Provided text: Begin

I really need to start a Goldsboro readathon. Instead I’m just over here rereading books I’ve read a thousand times before. Anyway, I digress, both these books sound fantastic and right up my street. I think The Absolute Book is going to be super interesting.
March Prem1er – The Absolute Book by Elizabeth Knox
Taryn Cornick believes that the past is behind her — her sister’s death by violence, and her own ill-conceived revenge. She has chosen to live a life more professional than personal. She has written a book about the things that threaten libraries — insects, damp, light, fire, carelessness and uncaring. The book is a success, but not all of the attention it brings her is good.
There are questions about a fire in the library at Princes Gate, her grandparents’ house, and about an ancient scroll box known as the Firestarter. A policeman, Jacob Berger, has questions about a cold case. There are threatening phone calls. And a shadowy young man named Shift appears, bringing his shadows with him. Taryn, Jacob, Shift — three people are driven towards a reckoning felt in more than one world.
The Absolute Book is an epic fantasy, intimate in tone. A book where hidden treasures are recovered; where wicked things people think they’ve shaken from their trails find their scent again. A book about beautiful societies founded on theft and treachery, and one in which dead sisters are a living force. It is a book of journeys and returns, set in London, Norfolk, and the Wye Valley; in Auckland, New Zealand; in the Island of Apples and Summer Road of the Sidhe; at Hell’s Gate; in the Tacit with its tombs; and in the hospitals and train stations of Purgatory.

Provided text: End
Data provided: Begin

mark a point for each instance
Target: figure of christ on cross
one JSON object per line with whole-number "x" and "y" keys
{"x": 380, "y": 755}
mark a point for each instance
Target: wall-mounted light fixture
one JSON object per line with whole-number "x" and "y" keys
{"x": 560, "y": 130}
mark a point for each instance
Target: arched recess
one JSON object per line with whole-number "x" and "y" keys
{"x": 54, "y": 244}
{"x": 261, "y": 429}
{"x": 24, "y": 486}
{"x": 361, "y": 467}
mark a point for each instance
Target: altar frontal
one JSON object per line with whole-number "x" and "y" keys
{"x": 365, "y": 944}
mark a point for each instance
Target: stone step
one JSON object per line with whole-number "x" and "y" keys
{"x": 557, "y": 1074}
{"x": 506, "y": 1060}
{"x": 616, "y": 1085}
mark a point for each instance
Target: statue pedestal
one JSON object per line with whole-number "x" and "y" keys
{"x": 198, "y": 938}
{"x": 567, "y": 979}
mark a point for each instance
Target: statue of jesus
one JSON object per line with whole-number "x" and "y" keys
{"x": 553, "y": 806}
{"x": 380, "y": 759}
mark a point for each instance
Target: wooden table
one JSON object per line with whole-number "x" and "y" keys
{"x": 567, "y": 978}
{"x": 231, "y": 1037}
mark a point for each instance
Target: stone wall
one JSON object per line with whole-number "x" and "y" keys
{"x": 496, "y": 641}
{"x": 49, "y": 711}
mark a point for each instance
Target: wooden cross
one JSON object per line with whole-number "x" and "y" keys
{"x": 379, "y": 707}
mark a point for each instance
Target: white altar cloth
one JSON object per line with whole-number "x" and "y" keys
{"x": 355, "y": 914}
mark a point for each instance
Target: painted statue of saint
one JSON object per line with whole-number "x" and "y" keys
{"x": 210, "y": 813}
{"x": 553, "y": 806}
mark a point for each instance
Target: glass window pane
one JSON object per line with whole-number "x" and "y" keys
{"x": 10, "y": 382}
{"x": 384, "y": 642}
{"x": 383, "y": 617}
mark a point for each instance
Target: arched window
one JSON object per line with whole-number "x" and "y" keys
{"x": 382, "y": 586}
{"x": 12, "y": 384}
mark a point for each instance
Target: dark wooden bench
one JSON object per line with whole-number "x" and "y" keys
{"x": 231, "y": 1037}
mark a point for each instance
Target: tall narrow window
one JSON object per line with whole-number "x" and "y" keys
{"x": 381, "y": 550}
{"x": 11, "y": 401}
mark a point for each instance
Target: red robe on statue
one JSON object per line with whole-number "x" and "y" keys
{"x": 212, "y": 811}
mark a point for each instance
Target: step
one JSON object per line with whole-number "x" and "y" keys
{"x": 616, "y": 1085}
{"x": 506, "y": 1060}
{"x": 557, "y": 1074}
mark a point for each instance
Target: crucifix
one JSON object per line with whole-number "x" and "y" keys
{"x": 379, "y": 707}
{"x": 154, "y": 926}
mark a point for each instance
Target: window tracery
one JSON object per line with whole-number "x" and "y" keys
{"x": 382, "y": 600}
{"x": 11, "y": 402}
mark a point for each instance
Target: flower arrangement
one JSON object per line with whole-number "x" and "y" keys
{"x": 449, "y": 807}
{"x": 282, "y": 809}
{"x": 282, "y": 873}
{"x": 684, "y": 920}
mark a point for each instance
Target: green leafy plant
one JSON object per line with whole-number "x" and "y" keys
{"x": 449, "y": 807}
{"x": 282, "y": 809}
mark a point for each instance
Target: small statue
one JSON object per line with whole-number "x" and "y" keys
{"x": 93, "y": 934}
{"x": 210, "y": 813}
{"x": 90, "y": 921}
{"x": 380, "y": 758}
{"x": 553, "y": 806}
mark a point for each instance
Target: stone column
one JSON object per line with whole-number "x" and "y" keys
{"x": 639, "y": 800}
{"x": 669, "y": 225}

Data provided: End

Problem requirements: Rewrite everything from "I really need" down to "be super interesting." in the text about The Absolute Book, replacing "super interesting" with "really intriguing".

Answer box:
I really need to start a Goldsboro readathon. Instead I’m just over here rereading books I’ve read a thousand times before. Anyway, I digress, both these books sound fantastic and right up my street. I think The Absolute Book is going to be really intriguing.